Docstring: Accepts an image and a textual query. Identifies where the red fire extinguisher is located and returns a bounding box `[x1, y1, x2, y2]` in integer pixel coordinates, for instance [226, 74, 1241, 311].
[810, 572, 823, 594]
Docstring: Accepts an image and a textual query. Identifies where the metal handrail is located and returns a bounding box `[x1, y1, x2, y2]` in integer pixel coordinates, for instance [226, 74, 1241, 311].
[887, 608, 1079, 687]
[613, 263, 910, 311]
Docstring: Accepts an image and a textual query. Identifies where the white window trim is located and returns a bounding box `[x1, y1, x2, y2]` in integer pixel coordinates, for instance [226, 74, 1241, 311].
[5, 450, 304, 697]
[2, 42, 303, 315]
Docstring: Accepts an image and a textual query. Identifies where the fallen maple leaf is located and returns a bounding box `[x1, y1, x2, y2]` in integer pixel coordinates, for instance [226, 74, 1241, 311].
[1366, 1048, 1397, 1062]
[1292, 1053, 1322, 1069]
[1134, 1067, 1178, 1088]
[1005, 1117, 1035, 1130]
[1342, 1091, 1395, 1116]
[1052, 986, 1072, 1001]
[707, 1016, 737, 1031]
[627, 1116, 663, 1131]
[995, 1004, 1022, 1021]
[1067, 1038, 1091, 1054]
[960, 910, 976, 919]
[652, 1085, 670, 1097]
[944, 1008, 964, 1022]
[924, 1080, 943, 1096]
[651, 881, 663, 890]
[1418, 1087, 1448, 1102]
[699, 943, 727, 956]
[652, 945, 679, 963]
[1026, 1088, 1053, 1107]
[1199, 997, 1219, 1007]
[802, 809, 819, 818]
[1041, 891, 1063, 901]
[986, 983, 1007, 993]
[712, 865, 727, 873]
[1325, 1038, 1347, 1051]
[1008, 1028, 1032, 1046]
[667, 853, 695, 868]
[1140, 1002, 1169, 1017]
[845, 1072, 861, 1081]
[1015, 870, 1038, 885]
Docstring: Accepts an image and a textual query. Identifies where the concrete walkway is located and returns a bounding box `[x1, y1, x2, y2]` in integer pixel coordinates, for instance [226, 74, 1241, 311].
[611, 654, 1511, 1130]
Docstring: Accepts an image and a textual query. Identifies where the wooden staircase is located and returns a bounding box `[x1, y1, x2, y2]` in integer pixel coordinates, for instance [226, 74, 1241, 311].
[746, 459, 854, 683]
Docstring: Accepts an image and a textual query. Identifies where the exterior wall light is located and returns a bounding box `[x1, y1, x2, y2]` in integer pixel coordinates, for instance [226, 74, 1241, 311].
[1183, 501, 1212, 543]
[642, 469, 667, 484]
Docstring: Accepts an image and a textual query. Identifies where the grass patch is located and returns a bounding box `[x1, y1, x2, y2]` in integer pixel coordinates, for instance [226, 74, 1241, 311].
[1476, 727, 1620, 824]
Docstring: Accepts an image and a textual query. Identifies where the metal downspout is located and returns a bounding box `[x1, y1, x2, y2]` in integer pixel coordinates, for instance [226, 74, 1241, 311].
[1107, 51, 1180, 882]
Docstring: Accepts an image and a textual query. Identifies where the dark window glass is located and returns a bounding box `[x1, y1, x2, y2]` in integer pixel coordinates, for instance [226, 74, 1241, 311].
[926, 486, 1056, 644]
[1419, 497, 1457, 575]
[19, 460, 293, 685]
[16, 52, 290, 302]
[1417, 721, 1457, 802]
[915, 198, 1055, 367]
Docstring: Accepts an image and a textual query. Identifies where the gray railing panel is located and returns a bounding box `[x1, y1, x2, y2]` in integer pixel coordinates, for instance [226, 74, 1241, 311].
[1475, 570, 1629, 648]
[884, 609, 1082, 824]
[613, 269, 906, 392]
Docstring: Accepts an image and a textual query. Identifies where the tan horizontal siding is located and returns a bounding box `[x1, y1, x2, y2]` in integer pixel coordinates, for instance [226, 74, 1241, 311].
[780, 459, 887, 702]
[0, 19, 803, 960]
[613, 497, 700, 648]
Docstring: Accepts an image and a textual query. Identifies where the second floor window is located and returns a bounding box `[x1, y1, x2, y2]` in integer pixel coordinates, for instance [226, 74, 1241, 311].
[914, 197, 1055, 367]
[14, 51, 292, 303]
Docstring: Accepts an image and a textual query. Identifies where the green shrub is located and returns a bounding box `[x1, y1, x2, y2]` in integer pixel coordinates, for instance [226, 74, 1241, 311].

The problem ▸ Return the records exactly, every line included.

Reply ▸
Docstring: Accepts an image and a textual query. Identifies where the red fire extinguisher is located and returns a bounding box `[x1, y1, x2, y2]` in integer pixel coordinates, for instance [226, 74, 1241, 311].
[810, 572, 823, 594]
Docstring: Accepts an image and a textual query. Identifies where the metal handrail is located and returns a bounding box `[x1, y1, x2, y2]` in integer pixel coordinates, for instance [226, 74, 1241, 311].
[887, 608, 1079, 687]
[613, 263, 910, 311]
Docstring: Accepts an image and a textual query. Identifies where the white window trim is located and returns a bounding box `[x1, y1, x2, y2]` in integer pixel coordinates, for instance [226, 74, 1241, 311].
[5, 450, 304, 697]
[2, 42, 303, 315]
Docstring: Accepts an image and a textual query. Identifies where the fallen maple leaf is located and returns a bounding box `[x1, y1, x2, y2]` in integer pixel coordinates, for instance [226, 74, 1241, 311].
[1366, 1048, 1397, 1062]
[1292, 1053, 1322, 1069]
[1134, 1067, 1178, 1088]
[1005, 1117, 1035, 1130]
[1342, 1091, 1395, 1116]
[1052, 986, 1072, 1001]
[707, 1016, 737, 1031]
[627, 1116, 663, 1131]
[995, 1004, 1022, 1021]
[1067, 1038, 1091, 1054]
[960, 910, 976, 919]
[652, 1085, 670, 1097]
[944, 1008, 964, 1022]
[924, 1080, 943, 1096]
[651, 881, 663, 890]
[1418, 1087, 1448, 1102]
[699, 943, 727, 956]
[652, 945, 679, 963]
[1026, 1088, 1053, 1107]
[1199, 997, 1219, 1007]
[802, 809, 819, 818]
[1041, 891, 1063, 901]
[986, 983, 1007, 993]
[712, 865, 727, 873]
[1325, 1038, 1347, 1051]
[1008, 1028, 1032, 1046]
[667, 853, 695, 868]
[1140, 1002, 1169, 1017]
[845, 1072, 861, 1081]
[1015, 870, 1038, 885]
Docstring: Accepts an image and a textual query. Identifies where the concrete walkway is located and returns a bounding box `[x1, y1, x2, y2]` in integer pixel coordinates, for instance [226, 74, 1241, 311].
[611, 654, 1511, 1130]
Docstring: Accepts an image and a textual query. Identifies where the wooden staircase is located and returns a bounding box `[x1, y1, x2, y2]` in integer pixel coordinates, for instance [226, 74, 1241, 311].
[746, 459, 854, 683]
Docstring: Accepts an image and a textual query. Identifies where the exterior wall light is located and returns a bounding box `[x1, y1, x2, y2]` in integer pixel coordinates, for instance [226, 74, 1241, 311].
[1183, 501, 1212, 543]
[642, 469, 667, 484]
Docstring: Accepts an image and a textual query. Identifies where the grass patch is located and returns a bounding box `[x1, y1, x2, y2]` in integer pixel coordinates, for instance [226, 74, 1241, 311].
[1476, 727, 1620, 824]
Docstring: Accepts an image and a textual query. Identifies where the metal downspout is located and returns a bounding box `[x1, y1, x2, y2]` in integer pixel coordinates, for instance [226, 74, 1241, 311].
[1107, 51, 1180, 882]
Docstring: Accepts an image and a textual query. Identifies where the dark window glass is located and returns a bounding box `[x1, y1, x2, y2]` in integer pixel coordinates, for instance [226, 74, 1241, 311].
[926, 486, 1056, 644]
[1419, 497, 1457, 575]
[19, 460, 293, 685]
[16, 52, 290, 302]
[1417, 721, 1457, 802]
[915, 198, 1055, 367]
Docstring: Accepts an image and a textual query. Identifies where the gray railing panel is located and returns a bounding box `[x1, y1, x2, y2]` in integer pixel coordinates, for instance [226, 74, 1241, 311].
[1475, 570, 1629, 648]
[884, 609, 1082, 824]
[613, 269, 906, 392]
Docstring: Accepts an image and a textual query. Identifies where the tan horizontal siding is located and returns a bounding box `[x1, y1, x2, y2]` in integer pixel coordinates, for instance [226, 74, 1241, 311].
[780, 459, 887, 702]
[0, 19, 803, 960]
[613, 497, 700, 648]
Docstring: Accepts an image and a textual query. Identifies where the second floor window is located and returns a bounding box `[x1, y1, x2, y2]` in integer pixel coordinates, for instance [226, 74, 1241, 311].
[914, 197, 1055, 367]
[14, 51, 292, 303]
Docstring: Accepts an image and a textual query. Identifies where the green shrub is located and returns a bounding box `[x1, y1, x2, y2]` in integer pixel coordinates, for instance [226, 74, 1241, 311].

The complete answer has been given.